Extract the lines of the entries below that begin with the line containing "Target: white shorts" and end with the line containing "left=504, top=867, right=549, bottom=906", reproducing them exactly.
────────────────
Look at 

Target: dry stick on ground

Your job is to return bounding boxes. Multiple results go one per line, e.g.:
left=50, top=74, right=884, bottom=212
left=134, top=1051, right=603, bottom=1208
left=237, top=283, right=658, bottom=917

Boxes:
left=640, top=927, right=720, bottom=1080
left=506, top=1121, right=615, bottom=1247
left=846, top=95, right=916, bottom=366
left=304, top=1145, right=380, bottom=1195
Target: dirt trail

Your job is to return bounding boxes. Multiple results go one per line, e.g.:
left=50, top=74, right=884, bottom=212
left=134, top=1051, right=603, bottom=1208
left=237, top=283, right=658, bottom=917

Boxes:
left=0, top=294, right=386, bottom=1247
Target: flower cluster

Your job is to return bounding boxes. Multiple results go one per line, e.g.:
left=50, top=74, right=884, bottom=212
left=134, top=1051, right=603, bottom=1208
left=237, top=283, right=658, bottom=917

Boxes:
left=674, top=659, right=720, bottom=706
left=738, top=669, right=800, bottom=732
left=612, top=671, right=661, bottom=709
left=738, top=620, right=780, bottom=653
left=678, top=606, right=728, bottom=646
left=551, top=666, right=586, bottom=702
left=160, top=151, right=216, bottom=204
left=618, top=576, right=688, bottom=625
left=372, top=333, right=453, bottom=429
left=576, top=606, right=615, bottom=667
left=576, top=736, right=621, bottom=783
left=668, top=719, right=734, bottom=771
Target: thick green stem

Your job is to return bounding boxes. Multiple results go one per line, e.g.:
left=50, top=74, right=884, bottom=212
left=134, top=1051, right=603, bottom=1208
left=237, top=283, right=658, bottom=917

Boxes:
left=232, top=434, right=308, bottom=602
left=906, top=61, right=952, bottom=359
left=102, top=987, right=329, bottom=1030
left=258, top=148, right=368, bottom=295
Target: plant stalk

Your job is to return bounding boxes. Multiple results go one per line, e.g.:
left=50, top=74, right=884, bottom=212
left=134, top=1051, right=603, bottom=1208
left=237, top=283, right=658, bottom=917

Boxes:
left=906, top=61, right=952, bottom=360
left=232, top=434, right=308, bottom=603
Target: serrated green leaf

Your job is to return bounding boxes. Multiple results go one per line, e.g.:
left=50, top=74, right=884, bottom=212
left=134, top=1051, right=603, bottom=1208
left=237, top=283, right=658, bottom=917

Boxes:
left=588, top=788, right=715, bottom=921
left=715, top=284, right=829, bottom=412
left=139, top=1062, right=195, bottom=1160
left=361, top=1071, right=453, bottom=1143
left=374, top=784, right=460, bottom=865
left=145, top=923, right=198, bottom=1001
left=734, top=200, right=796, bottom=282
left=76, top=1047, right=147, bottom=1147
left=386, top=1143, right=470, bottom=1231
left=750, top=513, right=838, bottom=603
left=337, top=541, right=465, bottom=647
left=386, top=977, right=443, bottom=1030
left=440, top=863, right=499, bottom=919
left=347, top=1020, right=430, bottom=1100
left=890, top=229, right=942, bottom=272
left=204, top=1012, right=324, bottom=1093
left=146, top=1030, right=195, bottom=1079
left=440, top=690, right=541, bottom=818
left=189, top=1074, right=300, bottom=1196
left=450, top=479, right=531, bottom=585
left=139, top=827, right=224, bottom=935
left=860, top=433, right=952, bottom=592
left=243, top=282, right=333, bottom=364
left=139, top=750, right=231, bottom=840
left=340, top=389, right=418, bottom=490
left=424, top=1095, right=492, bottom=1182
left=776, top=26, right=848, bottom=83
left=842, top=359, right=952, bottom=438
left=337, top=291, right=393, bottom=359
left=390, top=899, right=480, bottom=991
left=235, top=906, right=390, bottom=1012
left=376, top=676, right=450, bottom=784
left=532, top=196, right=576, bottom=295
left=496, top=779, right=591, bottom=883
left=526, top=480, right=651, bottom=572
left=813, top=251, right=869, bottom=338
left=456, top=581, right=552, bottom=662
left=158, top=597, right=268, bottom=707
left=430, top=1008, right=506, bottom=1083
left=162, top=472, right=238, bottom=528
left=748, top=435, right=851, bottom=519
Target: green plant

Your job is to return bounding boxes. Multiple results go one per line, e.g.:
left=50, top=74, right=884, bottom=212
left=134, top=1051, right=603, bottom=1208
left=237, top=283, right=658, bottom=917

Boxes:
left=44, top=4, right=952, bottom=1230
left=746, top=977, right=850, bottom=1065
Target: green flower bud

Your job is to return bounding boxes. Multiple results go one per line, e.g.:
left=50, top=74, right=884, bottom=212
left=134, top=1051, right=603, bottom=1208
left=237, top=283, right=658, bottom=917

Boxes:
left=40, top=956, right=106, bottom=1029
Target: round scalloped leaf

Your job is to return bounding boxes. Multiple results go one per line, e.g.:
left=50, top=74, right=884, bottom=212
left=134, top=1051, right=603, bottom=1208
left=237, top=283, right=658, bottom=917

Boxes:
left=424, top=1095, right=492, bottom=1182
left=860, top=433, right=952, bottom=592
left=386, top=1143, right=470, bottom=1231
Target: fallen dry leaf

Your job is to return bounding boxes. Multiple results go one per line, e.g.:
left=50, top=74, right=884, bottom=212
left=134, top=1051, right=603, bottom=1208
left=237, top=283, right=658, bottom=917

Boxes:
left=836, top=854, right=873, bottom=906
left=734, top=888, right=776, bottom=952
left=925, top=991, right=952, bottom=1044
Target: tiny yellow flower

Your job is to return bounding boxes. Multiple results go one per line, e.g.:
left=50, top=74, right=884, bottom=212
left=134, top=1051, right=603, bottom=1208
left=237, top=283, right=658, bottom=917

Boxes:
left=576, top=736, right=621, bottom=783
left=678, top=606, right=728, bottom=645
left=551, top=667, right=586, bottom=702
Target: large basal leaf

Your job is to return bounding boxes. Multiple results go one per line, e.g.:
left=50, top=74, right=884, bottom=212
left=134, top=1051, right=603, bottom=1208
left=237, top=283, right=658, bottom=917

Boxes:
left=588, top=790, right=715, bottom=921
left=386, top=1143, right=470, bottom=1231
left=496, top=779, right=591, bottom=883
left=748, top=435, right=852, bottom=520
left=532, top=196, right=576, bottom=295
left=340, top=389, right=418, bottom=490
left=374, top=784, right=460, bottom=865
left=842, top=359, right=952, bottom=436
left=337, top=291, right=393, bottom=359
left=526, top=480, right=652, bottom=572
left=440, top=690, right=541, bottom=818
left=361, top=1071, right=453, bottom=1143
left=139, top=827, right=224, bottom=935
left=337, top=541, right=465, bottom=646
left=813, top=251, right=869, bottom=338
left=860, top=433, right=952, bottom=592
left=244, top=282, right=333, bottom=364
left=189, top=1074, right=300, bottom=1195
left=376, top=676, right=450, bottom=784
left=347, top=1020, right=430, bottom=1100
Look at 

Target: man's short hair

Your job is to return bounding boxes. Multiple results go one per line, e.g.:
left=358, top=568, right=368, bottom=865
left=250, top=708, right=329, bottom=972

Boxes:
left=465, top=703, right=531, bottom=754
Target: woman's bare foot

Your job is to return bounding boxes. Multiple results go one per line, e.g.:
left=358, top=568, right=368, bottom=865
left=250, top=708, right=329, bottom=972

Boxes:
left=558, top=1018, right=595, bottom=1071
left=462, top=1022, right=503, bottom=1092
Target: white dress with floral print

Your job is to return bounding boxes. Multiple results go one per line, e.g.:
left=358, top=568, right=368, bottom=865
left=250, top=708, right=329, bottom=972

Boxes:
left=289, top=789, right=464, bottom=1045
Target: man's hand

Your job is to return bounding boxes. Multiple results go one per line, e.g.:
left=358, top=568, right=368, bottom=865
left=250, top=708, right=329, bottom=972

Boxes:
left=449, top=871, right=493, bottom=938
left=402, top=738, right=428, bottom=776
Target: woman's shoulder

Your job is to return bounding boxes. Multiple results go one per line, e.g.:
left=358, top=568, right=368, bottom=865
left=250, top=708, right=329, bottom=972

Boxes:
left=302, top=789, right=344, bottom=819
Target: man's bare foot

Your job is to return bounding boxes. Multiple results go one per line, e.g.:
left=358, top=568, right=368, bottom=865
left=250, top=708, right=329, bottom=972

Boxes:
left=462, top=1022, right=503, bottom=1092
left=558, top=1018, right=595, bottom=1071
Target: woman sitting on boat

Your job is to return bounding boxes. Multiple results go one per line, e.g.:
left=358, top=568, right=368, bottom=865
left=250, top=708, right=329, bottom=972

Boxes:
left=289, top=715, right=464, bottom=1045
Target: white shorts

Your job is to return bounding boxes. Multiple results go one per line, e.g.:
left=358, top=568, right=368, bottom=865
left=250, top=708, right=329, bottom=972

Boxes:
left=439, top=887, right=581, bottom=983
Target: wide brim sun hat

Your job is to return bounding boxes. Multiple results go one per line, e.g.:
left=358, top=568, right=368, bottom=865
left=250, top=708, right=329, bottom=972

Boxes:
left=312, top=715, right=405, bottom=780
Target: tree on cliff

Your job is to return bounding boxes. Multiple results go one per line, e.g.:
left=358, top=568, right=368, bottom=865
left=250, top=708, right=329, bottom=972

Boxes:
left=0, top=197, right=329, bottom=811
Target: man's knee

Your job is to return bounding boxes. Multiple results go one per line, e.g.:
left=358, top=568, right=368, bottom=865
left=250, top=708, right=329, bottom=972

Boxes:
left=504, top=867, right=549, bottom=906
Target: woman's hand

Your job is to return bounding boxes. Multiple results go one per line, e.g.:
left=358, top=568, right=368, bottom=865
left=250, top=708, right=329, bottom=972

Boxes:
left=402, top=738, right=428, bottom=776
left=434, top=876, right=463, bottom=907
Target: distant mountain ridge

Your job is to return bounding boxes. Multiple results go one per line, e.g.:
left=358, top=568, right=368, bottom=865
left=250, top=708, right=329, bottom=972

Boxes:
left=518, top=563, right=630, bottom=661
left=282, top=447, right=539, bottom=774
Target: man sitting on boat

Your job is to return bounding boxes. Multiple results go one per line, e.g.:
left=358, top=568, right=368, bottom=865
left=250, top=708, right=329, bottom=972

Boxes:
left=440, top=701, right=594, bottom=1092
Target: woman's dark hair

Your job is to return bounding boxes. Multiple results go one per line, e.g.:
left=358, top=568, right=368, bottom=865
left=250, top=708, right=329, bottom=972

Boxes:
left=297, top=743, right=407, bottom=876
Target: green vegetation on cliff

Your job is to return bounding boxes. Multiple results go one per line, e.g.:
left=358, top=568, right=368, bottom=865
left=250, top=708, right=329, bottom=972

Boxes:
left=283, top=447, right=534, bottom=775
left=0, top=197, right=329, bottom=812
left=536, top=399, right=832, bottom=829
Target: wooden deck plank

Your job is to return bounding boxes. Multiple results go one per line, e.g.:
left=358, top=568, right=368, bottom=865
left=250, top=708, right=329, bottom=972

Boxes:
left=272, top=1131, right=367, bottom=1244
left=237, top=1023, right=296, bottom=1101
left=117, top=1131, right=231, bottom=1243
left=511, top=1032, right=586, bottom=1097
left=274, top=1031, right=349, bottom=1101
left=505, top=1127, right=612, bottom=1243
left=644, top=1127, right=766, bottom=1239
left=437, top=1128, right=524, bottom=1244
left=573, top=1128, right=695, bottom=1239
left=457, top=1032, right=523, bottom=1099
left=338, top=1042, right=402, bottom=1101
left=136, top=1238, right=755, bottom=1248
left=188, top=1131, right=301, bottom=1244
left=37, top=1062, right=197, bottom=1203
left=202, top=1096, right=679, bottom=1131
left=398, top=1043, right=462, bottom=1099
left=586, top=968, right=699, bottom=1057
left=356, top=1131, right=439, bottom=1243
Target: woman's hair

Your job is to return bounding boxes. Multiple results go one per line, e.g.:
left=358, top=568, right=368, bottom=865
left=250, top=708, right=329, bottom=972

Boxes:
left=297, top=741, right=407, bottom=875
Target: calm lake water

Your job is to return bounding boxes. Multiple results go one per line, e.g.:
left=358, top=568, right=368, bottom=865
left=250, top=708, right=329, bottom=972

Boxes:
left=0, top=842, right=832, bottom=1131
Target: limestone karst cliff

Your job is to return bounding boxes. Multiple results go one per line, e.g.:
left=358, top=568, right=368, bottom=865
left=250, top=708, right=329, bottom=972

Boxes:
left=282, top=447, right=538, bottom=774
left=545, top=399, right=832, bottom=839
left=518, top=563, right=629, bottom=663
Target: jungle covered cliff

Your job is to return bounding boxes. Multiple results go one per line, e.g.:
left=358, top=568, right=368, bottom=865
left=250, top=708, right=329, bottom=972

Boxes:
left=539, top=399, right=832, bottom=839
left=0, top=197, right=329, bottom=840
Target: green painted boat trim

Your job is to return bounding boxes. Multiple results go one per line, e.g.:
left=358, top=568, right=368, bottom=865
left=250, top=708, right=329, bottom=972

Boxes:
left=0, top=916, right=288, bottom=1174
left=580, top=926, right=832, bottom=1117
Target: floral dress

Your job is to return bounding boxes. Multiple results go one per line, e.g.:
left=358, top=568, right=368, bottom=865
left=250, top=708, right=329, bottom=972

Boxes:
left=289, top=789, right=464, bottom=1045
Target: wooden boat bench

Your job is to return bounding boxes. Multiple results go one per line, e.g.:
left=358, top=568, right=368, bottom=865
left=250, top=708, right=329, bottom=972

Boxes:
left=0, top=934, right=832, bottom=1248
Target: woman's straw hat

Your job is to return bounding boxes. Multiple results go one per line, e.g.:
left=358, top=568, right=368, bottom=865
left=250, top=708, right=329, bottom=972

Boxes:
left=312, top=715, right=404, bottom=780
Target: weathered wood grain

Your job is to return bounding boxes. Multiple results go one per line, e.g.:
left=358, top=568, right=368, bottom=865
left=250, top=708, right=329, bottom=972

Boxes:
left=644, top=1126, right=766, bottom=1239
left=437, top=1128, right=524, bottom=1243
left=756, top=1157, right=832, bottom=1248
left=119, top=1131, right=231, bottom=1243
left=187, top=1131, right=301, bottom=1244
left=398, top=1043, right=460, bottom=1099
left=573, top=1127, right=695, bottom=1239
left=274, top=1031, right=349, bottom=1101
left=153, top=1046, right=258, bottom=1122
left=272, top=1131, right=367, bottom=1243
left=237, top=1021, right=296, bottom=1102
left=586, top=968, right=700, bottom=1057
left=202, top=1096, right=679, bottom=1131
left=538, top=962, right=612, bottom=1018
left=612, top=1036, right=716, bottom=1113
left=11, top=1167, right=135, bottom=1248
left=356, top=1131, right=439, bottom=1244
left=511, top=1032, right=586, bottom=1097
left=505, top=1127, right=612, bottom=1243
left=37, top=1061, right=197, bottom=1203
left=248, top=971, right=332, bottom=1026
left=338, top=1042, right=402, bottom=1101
────────────────
WRITTEN REPLY:
Target: white shorts

Your job is to return bounding boxes. Multiple results go one per line, e.g.:
left=358, top=568, right=368, bottom=865
left=250, top=708, right=329, bottom=972

Boxes:
left=439, top=887, right=581, bottom=983
Target: wide brim sun hat

Your job is to return bounding boxes. Multiple results go one per line, e.g.:
left=358, top=568, right=368, bottom=865
left=250, top=708, right=329, bottom=972

Boxes:
left=312, top=715, right=405, bottom=780
Target: tree on cliff

Your job is to return bounding boxes. Multiple results go one per line, e.g.:
left=358, top=568, right=368, bottom=865
left=250, top=708, right=329, bottom=972

Boxes:
left=0, top=197, right=329, bottom=811
Target: man's knee

Your job is to return bounding boxes. Multiple results go one per line, e.g.:
left=358, top=568, right=368, bottom=865
left=250, top=708, right=329, bottom=972

Boxes:
left=504, top=867, right=549, bottom=906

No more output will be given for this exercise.